** What you are asked to do **
Reproduce every one of the following records verbatim, with no alteration to any line.

** Working data **
#####
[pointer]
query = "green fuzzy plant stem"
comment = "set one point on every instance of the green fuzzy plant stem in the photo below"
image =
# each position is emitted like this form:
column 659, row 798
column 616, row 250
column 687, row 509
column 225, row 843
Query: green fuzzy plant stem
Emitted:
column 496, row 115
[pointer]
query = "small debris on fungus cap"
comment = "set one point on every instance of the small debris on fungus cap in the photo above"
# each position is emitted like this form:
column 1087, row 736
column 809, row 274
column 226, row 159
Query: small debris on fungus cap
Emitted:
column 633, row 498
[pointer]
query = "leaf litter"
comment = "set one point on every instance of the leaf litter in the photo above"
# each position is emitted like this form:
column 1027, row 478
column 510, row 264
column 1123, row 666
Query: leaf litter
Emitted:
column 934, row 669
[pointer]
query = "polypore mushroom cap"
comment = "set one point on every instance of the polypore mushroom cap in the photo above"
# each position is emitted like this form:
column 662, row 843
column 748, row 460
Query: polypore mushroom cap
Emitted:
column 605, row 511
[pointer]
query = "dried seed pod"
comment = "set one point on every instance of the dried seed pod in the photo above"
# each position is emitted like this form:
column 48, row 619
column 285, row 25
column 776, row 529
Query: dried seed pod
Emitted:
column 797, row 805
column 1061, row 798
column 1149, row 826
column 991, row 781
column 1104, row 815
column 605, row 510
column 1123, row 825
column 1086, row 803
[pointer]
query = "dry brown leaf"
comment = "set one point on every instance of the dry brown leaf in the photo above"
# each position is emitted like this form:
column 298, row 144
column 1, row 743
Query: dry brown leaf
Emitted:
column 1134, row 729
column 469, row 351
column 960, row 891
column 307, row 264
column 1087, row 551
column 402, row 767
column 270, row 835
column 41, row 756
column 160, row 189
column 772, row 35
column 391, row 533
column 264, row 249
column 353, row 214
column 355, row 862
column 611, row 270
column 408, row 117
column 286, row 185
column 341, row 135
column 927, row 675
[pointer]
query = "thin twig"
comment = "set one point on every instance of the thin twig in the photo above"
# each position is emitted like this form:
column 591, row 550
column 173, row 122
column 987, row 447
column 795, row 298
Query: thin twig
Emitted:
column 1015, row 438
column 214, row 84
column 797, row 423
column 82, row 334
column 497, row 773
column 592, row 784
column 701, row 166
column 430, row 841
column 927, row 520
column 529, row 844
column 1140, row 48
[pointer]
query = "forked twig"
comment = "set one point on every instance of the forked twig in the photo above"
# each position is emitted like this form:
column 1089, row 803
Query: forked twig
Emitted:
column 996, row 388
#####
** Task answer **
[pointer]
query = "green fuzzy plant stem"
comment = "set one point on every instance of the green fuzzy plant stem in the photo below"
image =
# each position is emitted like this form:
column 659, row 798
column 616, row 250
column 687, row 509
column 225, row 843
Query: green fuzzy plant stem
Emitted:
column 496, row 115
[pointer]
query = "small debris on fungus cap"
comment = "set one point on every instance of the small debris on fungus cap in the photo above"
# each position is emitted like this form:
column 1087, row 736
column 809, row 274
column 226, row 159
Query: small debris on fungus cap
Emitted:
column 633, row 498
[pointer]
query = "leaf litter"
comment = "set one point on every instance of the leaf litter in the photo above"
# each position is emitted like this form:
column 1027, row 478
column 510, row 264
column 1123, row 666
Query: leaf litter
Emitted:
column 934, row 669
[pointer]
query = "polypore mushroom cap"
comment = "set one point on every instance of the polypore mushroom cap in the photo above"
# each position is emitted like this form:
column 662, row 843
column 748, row 460
Query: polypore mushroom cap
Emitted:
column 605, row 511
[pointer]
query = "dried seed pod"
comment = "set one point on every instance of the dried seed pod in the photo above"
# each position is emitted like this form:
column 48, row 619
column 285, row 25
column 776, row 529
Query: dried seed pod
Emitted:
column 797, row 805
column 1061, row 798
column 1149, row 826
column 991, row 781
column 1104, row 815
column 605, row 510
column 1123, row 825
column 1086, row 803
[pointer]
query = "dry brown leaf"
comment = "set one point on every instance of the dry brown leaf in the photo above"
# each position is emitted like this form:
column 298, row 144
column 1, row 743
Query: dry brown leaf
Emitted:
column 1134, row 729
column 469, row 351
column 960, row 891
column 307, row 264
column 1087, row 551
column 402, row 767
column 270, row 835
column 41, row 756
column 160, row 189
column 772, row 35
column 391, row 533
column 264, row 249
column 353, row 214
column 355, row 862
column 611, row 270
column 408, row 117
column 286, row 185
column 341, row 135
column 927, row 675
[pointer]
query = "thin twig"
comment = "set one point on every instance of the thin twig in the photo above"
# each position is emitted like this form:
column 591, row 550
column 173, row 122
column 987, row 447
column 795, row 298
Query: thin twig
Emitted:
column 1015, row 438
column 214, row 84
column 797, row 423
column 82, row 334
column 497, row 773
column 592, row 784
column 701, row 166
column 430, row 841
column 927, row 520
column 529, row 844
column 1140, row 48
[pointer]
query = "forked twig"
comment = "set one point on every instance of the forked twig in the photo above"
# each position is emitted like this form:
column 1089, row 803
Query: forked twig
Emitted:
column 996, row 388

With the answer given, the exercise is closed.